◆ Instructions for the task
Every record below, from the first line to the last, is to be set down again exactly.

◆ Data to examine
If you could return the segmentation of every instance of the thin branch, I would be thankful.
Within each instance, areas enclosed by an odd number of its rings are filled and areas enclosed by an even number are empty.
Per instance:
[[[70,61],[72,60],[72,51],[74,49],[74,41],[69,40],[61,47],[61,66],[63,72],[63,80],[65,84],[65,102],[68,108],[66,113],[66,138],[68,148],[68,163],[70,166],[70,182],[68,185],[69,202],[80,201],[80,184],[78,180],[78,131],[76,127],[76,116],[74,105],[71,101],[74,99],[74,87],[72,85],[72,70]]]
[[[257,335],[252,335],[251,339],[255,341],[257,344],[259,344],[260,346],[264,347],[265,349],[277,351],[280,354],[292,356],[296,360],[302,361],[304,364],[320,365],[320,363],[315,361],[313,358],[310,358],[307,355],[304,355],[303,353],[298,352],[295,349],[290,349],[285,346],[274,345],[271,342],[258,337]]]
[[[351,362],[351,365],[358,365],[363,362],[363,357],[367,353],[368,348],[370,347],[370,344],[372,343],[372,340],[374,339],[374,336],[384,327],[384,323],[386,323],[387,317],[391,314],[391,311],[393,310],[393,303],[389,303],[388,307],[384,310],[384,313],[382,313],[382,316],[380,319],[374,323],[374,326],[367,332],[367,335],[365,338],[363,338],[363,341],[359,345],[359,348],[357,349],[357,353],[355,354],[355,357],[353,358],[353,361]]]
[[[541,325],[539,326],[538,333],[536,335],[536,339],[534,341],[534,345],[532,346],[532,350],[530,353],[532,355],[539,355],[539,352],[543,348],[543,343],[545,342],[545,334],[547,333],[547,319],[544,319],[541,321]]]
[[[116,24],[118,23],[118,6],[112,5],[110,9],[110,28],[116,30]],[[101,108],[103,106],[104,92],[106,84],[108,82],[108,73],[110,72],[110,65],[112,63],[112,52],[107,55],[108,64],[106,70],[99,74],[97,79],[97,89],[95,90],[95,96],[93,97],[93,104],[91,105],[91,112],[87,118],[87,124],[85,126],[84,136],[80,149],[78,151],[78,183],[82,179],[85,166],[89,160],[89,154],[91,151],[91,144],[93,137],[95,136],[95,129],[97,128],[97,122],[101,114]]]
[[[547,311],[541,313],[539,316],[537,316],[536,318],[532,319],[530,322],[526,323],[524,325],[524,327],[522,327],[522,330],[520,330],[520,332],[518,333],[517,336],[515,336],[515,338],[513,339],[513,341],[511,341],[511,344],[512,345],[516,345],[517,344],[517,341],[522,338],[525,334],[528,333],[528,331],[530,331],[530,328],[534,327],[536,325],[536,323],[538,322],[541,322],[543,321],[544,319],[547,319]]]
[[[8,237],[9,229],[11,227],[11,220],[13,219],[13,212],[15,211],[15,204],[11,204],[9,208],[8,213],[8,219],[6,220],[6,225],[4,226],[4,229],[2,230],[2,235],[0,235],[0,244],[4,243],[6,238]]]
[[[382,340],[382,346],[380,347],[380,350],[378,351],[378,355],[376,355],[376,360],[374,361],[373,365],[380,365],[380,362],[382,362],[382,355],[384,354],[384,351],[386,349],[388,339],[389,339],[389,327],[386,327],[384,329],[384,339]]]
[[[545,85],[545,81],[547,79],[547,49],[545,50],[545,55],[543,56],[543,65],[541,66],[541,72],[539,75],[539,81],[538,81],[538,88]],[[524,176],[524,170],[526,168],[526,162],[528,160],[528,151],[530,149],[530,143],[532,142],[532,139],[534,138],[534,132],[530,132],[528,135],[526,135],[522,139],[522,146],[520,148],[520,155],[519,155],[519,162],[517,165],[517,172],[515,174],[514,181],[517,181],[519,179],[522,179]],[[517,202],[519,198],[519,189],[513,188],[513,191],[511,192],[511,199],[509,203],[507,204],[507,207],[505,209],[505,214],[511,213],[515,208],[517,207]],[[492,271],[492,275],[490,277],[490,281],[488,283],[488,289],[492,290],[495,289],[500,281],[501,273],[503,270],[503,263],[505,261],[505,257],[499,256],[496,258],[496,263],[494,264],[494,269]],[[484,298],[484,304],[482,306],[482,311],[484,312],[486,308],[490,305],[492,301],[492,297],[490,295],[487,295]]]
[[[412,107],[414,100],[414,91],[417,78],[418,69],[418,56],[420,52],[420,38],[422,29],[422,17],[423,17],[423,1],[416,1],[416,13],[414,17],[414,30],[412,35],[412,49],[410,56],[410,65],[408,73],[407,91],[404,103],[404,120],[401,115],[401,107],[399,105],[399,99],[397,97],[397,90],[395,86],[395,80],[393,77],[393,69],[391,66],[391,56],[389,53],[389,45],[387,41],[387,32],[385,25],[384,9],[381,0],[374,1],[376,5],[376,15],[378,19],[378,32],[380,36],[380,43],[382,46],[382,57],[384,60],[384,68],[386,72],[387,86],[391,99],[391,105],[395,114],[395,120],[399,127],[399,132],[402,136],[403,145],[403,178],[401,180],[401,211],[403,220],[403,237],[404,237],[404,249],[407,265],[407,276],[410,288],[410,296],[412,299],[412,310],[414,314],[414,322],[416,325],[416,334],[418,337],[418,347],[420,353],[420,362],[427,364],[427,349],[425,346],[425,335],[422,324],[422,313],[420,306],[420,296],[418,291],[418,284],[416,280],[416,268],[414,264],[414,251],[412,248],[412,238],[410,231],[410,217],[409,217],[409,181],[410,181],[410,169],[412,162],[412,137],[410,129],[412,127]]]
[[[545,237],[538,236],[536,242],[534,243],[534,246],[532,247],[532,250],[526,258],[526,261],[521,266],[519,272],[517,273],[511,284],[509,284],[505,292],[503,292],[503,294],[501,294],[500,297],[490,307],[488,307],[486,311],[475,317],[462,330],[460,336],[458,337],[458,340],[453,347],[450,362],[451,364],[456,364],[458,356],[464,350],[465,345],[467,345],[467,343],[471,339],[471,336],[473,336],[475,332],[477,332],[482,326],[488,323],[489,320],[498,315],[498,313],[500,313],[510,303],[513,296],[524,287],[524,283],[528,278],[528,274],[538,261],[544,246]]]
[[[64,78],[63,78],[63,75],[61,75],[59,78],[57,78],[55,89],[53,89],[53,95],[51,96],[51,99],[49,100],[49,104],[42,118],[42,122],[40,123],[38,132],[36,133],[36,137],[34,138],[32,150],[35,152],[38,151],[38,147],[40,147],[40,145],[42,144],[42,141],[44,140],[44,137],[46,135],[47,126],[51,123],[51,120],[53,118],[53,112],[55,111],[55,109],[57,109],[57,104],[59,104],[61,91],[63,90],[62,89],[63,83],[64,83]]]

◆ Exercise output
If you could return the segmentation of every instance of the thin branch, I would be thankful.
Within each instance, areas enclosed by an odd number of its rings are filled and areas enclosed by an even number are empty.
Per instance:
[[[70,61],[72,60],[72,51],[74,49],[74,41],[69,40],[61,47],[61,66],[63,72],[63,80],[65,84],[65,102],[68,108],[66,113],[66,138],[68,148],[68,163],[70,166],[70,182],[68,185],[69,202],[80,201],[80,184],[78,180],[78,131],[76,127],[76,116],[74,105],[71,101],[74,99],[74,87],[72,85],[72,70]]]
[[[257,335],[252,335],[251,339],[255,341],[257,344],[259,344],[260,346],[264,347],[265,349],[277,351],[280,354],[292,356],[296,360],[302,361],[304,364],[320,365],[320,363],[315,361],[313,358],[310,358],[307,355],[304,355],[303,353],[298,352],[295,349],[290,349],[285,346],[274,345],[271,342],[258,337]]]
[[[351,362],[351,365],[358,365],[363,362],[363,357],[367,353],[368,348],[370,347],[370,344],[372,343],[372,340],[374,339],[374,336],[384,327],[384,323],[386,323],[387,317],[391,314],[391,311],[393,310],[393,303],[389,303],[388,307],[384,310],[384,313],[382,313],[382,316],[380,319],[374,323],[374,326],[367,332],[367,335],[365,338],[363,338],[363,341],[359,345],[359,348],[357,349],[357,353],[355,354],[355,357],[353,358],[353,361]]]
[[[541,325],[539,326],[538,333],[536,335],[536,339],[534,341],[534,345],[532,346],[532,350],[530,353],[532,355],[539,355],[539,352],[543,348],[543,343],[545,342],[545,334],[547,333],[547,319],[544,319],[541,321]]]
[[[116,24],[118,23],[118,6],[112,5],[110,9],[110,28],[116,30]],[[101,108],[103,106],[104,92],[106,84],[108,82],[108,73],[110,72],[110,65],[112,63],[112,52],[107,55],[108,64],[106,70],[99,74],[97,79],[97,89],[95,90],[95,96],[93,97],[93,104],[91,105],[91,112],[87,118],[87,124],[85,126],[84,136],[80,149],[78,151],[78,183],[82,179],[85,166],[89,160],[89,154],[91,151],[91,144],[93,137],[95,136],[95,129],[97,128],[97,122],[101,114]]]
[[[547,311],[541,313],[539,316],[537,316],[536,318],[532,319],[530,322],[526,323],[524,325],[524,327],[522,327],[522,330],[520,330],[520,332],[518,333],[517,336],[515,336],[515,338],[513,339],[513,341],[511,341],[511,344],[512,345],[516,345],[517,344],[517,341],[522,338],[525,334],[528,333],[528,331],[530,331],[530,328],[534,327],[536,325],[536,323],[538,322],[541,322],[543,321],[544,319],[547,319]]]
[[[8,237],[9,229],[11,227],[11,220],[13,219],[13,212],[15,211],[15,204],[11,204],[9,208],[8,213],[8,219],[6,220],[6,225],[4,226],[4,229],[2,230],[2,235],[0,235],[0,244],[4,243],[6,238]]]
[[[382,340],[382,346],[380,347],[380,350],[378,351],[378,355],[376,355],[376,360],[374,361],[373,365],[380,365],[380,362],[382,362],[382,355],[384,354],[384,351],[386,349],[388,339],[389,339],[389,327],[386,327],[384,329],[384,339]]]
[[[545,85],[545,81],[547,79],[547,49],[545,50],[545,55],[543,56],[543,65],[541,66],[541,72],[539,75],[539,81],[538,81],[538,88]],[[524,176],[524,170],[526,168],[526,162],[528,160],[528,151],[530,149],[530,143],[532,142],[532,139],[534,138],[534,132],[530,132],[528,135],[526,135],[522,139],[522,146],[520,148],[520,155],[519,155],[519,162],[517,165],[517,172],[515,174],[514,181],[517,181],[519,179],[522,179]],[[517,202],[519,198],[519,189],[513,188],[513,191],[511,192],[511,199],[509,203],[507,204],[507,207],[505,209],[505,214],[511,213],[515,208],[517,207]],[[492,271],[492,275],[490,277],[490,281],[488,283],[488,289],[492,290],[495,289],[500,281],[501,273],[503,270],[503,263],[505,261],[505,257],[499,256],[496,258],[496,263],[494,264],[494,269]],[[484,298],[484,304],[482,306],[482,311],[484,312],[486,308],[490,305],[492,301],[492,297],[490,295],[487,295]]]
[[[412,107],[414,100],[414,91],[417,78],[418,69],[418,56],[420,52],[420,38],[422,29],[422,17],[423,17],[423,1],[416,1],[416,13],[414,17],[414,30],[412,35],[412,49],[410,56],[410,65],[408,73],[407,91],[404,103],[404,120],[401,115],[401,107],[399,105],[399,99],[397,97],[397,90],[395,86],[395,80],[393,77],[393,69],[391,66],[391,56],[389,53],[389,45],[387,41],[387,32],[385,25],[384,9],[381,0],[374,1],[376,5],[376,15],[378,19],[378,32],[380,36],[380,43],[382,46],[382,57],[384,60],[384,68],[386,72],[387,86],[391,99],[391,105],[395,114],[395,120],[399,127],[399,132],[402,136],[403,145],[403,178],[401,180],[401,211],[403,220],[403,237],[404,237],[404,249],[407,265],[407,276],[410,288],[410,296],[412,299],[412,310],[414,314],[414,322],[416,325],[416,334],[418,337],[418,347],[420,353],[420,362],[427,364],[427,349],[425,346],[425,335],[422,324],[422,313],[420,306],[420,296],[418,291],[418,284],[416,280],[416,268],[414,264],[414,251],[412,248],[412,238],[410,231],[410,217],[409,217],[409,181],[410,181],[410,169],[412,162],[412,137],[410,129],[412,127]]]
[[[545,237],[538,236],[536,242],[534,243],[534,246],[532,247],[532,250],[526,258],[526,261],[521,266],[519,272],[517,273],[511,284],[509,284],[505,292],[503,292],[503,294],[501,294],[500,297],[490,307],[488,307],[486,311],[475,317],[462,330],[460,336],[458,337],[458,340],[453,347],[450,362],[451,364],[456,364],[458,356],[464,350],[465,345],[467,345],[467,343],[471,339],[471,336],[473,336],[475,332],[477,332],[482,326],[488,323],[489,320],[498,315],[498,313],[500,313],[510,303],[513,296],[524,287],[524,283],[528,278],[528,274],[538,261],[544,246]]]
[[[64,78],[63,78],[63,75],[61,75],[59,78],[57,78],[55,89],[53,89],[53,95],[51,96],[51,99],[49,100],[49,104],[42,118],[42,122],[40,123],[38,132],[36,133],[36,137],[34,138],[32,150],[35,152],[38,151],[38,147],[40,147],[40,145],[42,144],[42,141],[44,140],[44,137],[46,135],[47,126],[51,123],[51,120],[53,118],[53,112],[55,111],[55,109],[57,109],[57,104],[59,104],[61,91],[63,90],[62,89],[63,83],[64,83]]]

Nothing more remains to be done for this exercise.